DESCRIPTION OF THE TASK => Type out the lines below exactly, pictures excluded.

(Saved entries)

◆ ◆ ◆ ◆

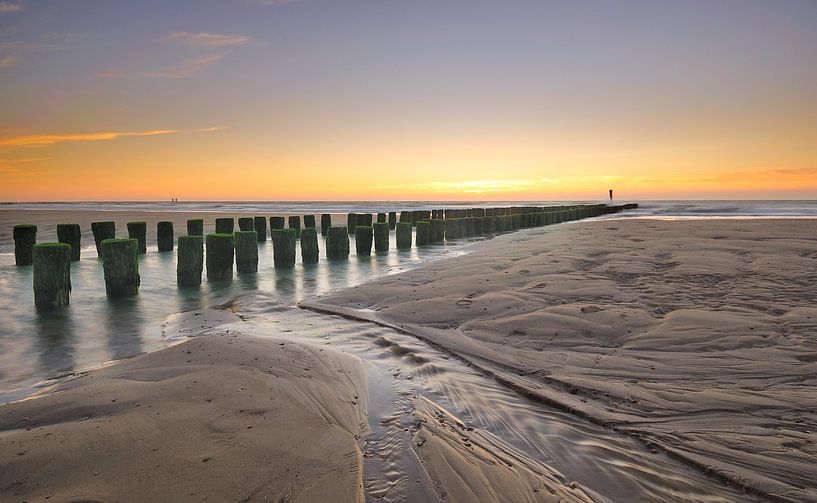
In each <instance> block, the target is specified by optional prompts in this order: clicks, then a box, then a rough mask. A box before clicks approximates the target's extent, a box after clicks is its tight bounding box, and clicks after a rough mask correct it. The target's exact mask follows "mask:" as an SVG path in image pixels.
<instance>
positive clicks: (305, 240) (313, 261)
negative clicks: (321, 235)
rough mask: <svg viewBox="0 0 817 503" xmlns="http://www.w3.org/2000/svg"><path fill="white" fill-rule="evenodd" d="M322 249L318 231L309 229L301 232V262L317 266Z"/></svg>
mask: <svg viewBox="0 0 817 503" xmlns="http://www.w3.org/2000/svg"><path fill="white" fill-rule="evenodd" d="M319 255H320V249H319V248H318V230H317V229H316V228H315V227H307V228H305V229H303V230H302V231H301V262H302V263H304V264H317V263H318V256H319Z"/></svg>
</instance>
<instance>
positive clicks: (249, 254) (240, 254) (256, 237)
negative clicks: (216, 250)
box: [234, 231, 258, 274]
mask: <svg viewBox="0 0 817 503" xmlns="http://www.w3.org/2000/svg"><path fill="white" fill-rule="evenodd" d="M234 236H235V266H236V271H237V272H238V274H245V273H252V272H258V233H256V232H255V231H238V232H236V233H235V234H234Z"/></svg>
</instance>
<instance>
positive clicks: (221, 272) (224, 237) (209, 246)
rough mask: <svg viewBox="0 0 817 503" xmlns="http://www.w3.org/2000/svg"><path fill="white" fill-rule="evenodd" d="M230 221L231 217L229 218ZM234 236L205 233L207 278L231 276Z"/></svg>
mask: <svg viewBox="0 0 817 503" xmlns="http://www.w3.org/2000/svg"><path fill="white" fill-rule="evenodd" d="M230 221H232V219H230ZM234 239H235V238H234V237H233V234H232V233H230V234H227V233H221V234H219V233H216V234H208V235H207V250H206V254H205V256H206V257H207V260H206V263H207V279H212V280H220V279H231V278H232V277H233V263H234V262H235V240H234Z"/></svg>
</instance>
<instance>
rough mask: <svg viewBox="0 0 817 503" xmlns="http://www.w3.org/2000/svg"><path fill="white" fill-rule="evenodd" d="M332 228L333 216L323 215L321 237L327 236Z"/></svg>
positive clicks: (321, 218) (331, 215) (328, 214)
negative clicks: (330, 228)
mask: <svg viewBox="0 0 817 503" xmlns="http://www.w3.org/2000/svg"><path fill="white" fill-rule="evenodd" d="M330 227H332V215H330V214H329V213H324V214H322V215H321V236H326V234H327V233H328V232H329V228H330Z"/></svg>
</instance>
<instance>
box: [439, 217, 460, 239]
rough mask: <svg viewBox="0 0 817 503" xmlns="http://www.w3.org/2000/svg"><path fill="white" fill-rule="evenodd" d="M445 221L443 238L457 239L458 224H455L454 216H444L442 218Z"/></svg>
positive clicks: (455, 222)
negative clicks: (444, 217) (446, 217)
mask: <svg viewBox="0 0 817 503" xmlns="http://www.w3.org/2000/svg"><path fill="white" fill-rule="evenodd" d="M442 221H443V222H445V240H446V241H450V240H452V239H457V238H458V237H459V234H458V233H457V232H458V231H459V225H458V224H457V219H455V218H446V219H445V220H442Z"/></svg>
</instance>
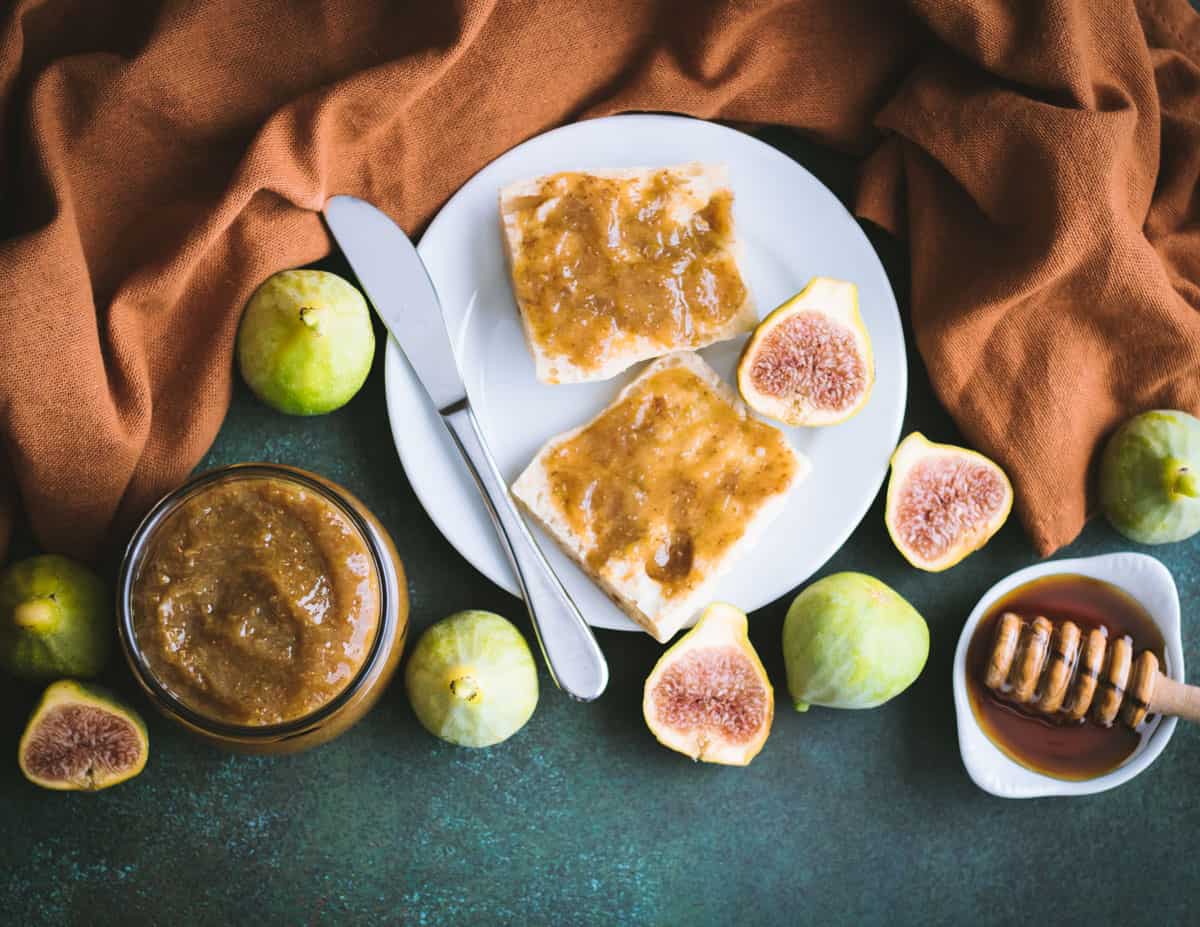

◆ ◆ ◆ ◆

COMPLETED EXERCISE =>
In each <instance> block, the target is specified by optional prompts in this order: clicks, then a box, then a rough mask. A box before clicks approximates the target's extent, a box after clicks is its tight bounding box, and clicks after a rough mask correct it. The target's exact mask follows "mask:" as an SVG path in image pixels.
<instance>
positive clicks: (305, 240) (313, 261)
negative clicks: (321, 235)
rough mask: <svg viewBox="0 0 817 503" xmlns="http://www.w3.org/2000/svg"><path fill="white" fill-rule="evenodd" d="M322 249L318 231L309 229L301 232V262L317 266Z"/></svg>
mask: <svg viewBox="0 0 817 503" xmlns="http://www.w3.org/2000/svg"><path fill="white" fill-rule="evenodd" d="M319 255H320V249H319V248H318V230H317V229H316V228H315V227H307V228H305V229H303V230H302V231H301V262H302V263H304V264H317V263H318V256H319Z"/></svg>
</instance>
<instance>
positive clicks: (249, 254) (240, 254) (256, 237)
negative clicks: (216, 250)
box: [234, 231, 258, 274]
mask: <svg viewBox="0 0 817 503" xmlns="http://www.w3.org/2000/svg"><path fill="white" fill-rule="evenodd" d="M234 236H235V266H236V271H237V272H238V274H245V273H252V272H258V233H256V232H255V231H238V232H236V233H235V234H234Z"/></svg>
</instance>
<instance>
positive clicks: (221, 272) (224, 237) (209, 246)
rough mask: <svg viewBox="0 0 817 503" xmlns="http://www.w3.org/2000/svg"><path fill="white" fill-rule="evenodd" d="M230 221L231 217L229 218ZM234 236L205 233L207 278L231 276Z"/></svg>
mask: <svg viewBox="0 0 817 503" xmlns="http://www.w3.org/2000/svg"><path fill="white" fill-rule="evenodd" d="M230 221H232V219H230ZM234 239H235V238H234V237H233V234H232V233H230V234H227V233H221V234H219V233H216V234H208V235H207V250H206V254H205V256H206V257H207V260H206V263H207V279H212V280H220V279H231V278H232V277H233V263H234V262H235V240H234Z"/></svg>
</instance>
<instance>
rough mask: <svg viewBox="0 0 817 503" xmlns="http://www.w3.org/2000/svg"><path fill="white" fill-rule="evenodd" d="M332 228L333 216L323 215L321 237L327 236Z"/></svg>
positive clicks: (321, 218) (331, 215) (328, 214)
negative clicks: (330, 228)
mask: <svg viewBox="0 0 817 503" xmlns="http://www.w3.org/2000/svg"><path fill="white" fill-rule="evenodd" d="M330 227H332V215H330V214H329V213H324V214H322V215H321V236H326V234H327V233H328V232H329V228H330Z"/></svg>
</instance>
<instance>
box: [439, 217, 460, 239]
rough mask: <svg viewBox="0 0 817 503" xmlns="http://www.w3.org/2000/svg"><path fill="white" fill-rule="evenodd" d="M445 221L443 238L457 239L458 224H455L454 216H444L442 218Z"/></svg>
positive clicks: (455, 222)
negative clicks: (444, 217) (446, 217)
mask: <svg viewBox="0 0 817 503" xmlns="http://www.w3.org/2000/svg"><path fill="white" fill-rule="evenodd" d="M442 221H443V222H445V240H446V241H450V240H452V239H457V238H458V237H459V234H458V233H457V232H458V231H459V225H458V224H457V219H455V218H446V219H445V220H442Z"/></svg>
</instance>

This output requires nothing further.